[SUPPLIED DATA]

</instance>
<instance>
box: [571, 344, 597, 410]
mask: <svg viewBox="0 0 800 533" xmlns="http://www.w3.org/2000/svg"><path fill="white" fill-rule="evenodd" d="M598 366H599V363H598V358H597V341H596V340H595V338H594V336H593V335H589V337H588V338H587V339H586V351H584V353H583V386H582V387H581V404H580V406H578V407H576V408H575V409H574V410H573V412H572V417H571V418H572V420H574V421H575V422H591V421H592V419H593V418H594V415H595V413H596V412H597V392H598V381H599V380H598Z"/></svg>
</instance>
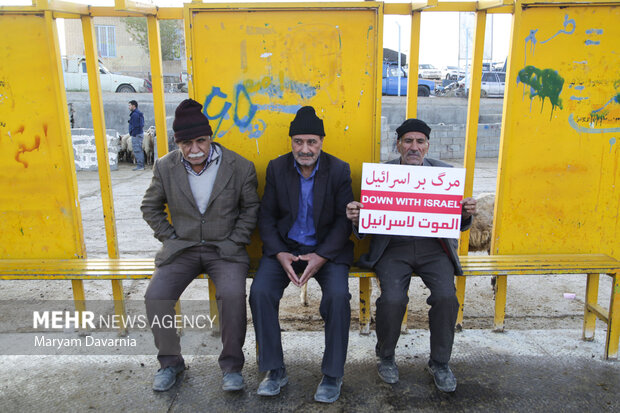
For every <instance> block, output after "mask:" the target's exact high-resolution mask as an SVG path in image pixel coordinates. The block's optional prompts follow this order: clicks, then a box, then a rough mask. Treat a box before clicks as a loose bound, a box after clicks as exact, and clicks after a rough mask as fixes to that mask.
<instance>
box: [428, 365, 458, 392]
mask: <svg viewBox="0 0 620 413" xmlns="http://www.w3.org/2000/svg"><path fill="white" fill-rule="evenodd" d="M426 370H428V372H429V373H430V374H431V376H433V380H435V386H437V388H438V389H439V390H441V391H443V392H446V393H452V392H453V391H455V390H456V377H454V374H453V373H452V370H450V366H448V363H438V362H436V361H433V360H429V361H428V366H427V367H426Z"/></svg>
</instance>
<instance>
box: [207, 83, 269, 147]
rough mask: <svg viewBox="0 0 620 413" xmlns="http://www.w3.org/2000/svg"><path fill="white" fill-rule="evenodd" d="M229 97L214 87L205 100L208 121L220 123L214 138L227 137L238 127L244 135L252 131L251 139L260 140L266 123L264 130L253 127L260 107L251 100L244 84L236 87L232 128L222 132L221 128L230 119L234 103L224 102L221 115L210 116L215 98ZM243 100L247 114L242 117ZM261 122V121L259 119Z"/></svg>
mask: <svg viewBox="0 0 620 413" xmlns="http://www.w3.org/2000/svg"><path fill="white" fill-rule="evenodd" d="M227 97H228V95H227V94H226V93H224V92H222V91H221V89H220V88H219V87H217V86H213V87H212V88H211V93H209V94H208V95H207V97H206V98H205V102H204V105H203V106H204V108H203V110H202V112H203V113H204V114H205V116H206V117H207V119H209V120H218V119H219V122H218V123H217V126H216V128H215V131H214V132H213V136H214V137H215V138H221V137H222V136H224V135H226V133H227V132H228V131H229V130H230V129H231V128H233V127H235V126H236V127H237V128H239V131H240V132H241V133H244V132H246V131H248V130H252V132H251V133H250V134H249V135H250V137H251V138H259V137H260V136H261V135H262V134H263V132H264V130H265V127H266V125H265V123H264V122H262V121H261V122H262V123H263V125H262V129H261V128H260V127H257V128H254V126H256V125H252V120H253V119H254V116H256V112H257V111H258V106H256V105H255V104H254V103H252V99H251V98H250V94H249V93H248V91H247V89H246V88H245V86H243V84H241V83H239V84H238V85H237V86H236V87H235V97H234V100H233V102H234V110H233V114H232V117H233V122H234V124H233V126H231V127H230V128H228V129H227V130H225V131H222V132H220V128H221V126H222V121H223V120H224V119H230V114H229V111H230V108H231V107H233V103H231V102H228V101H224V103H223V105H222V109H221V110H220V111H219V113H217V114H216V115H210V114H209V108H210V107H211V106H212V104H213V102H214V99H215V98H220V99H226V98H227ZM241 99H245V100H246V102H247V107H248V108H247V112H246V113H244V114H242V115H243V116H240V113H239V111H240V108H239V102H240V100H241ZM259 121H260V119H259Z"/></svg>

[/SUPPLIED DATA]

TASK GOAL
Report how many lines of the data above contain the string "rough", with case counting. Give only the number.

ANSWER TO THE EXERCISE
2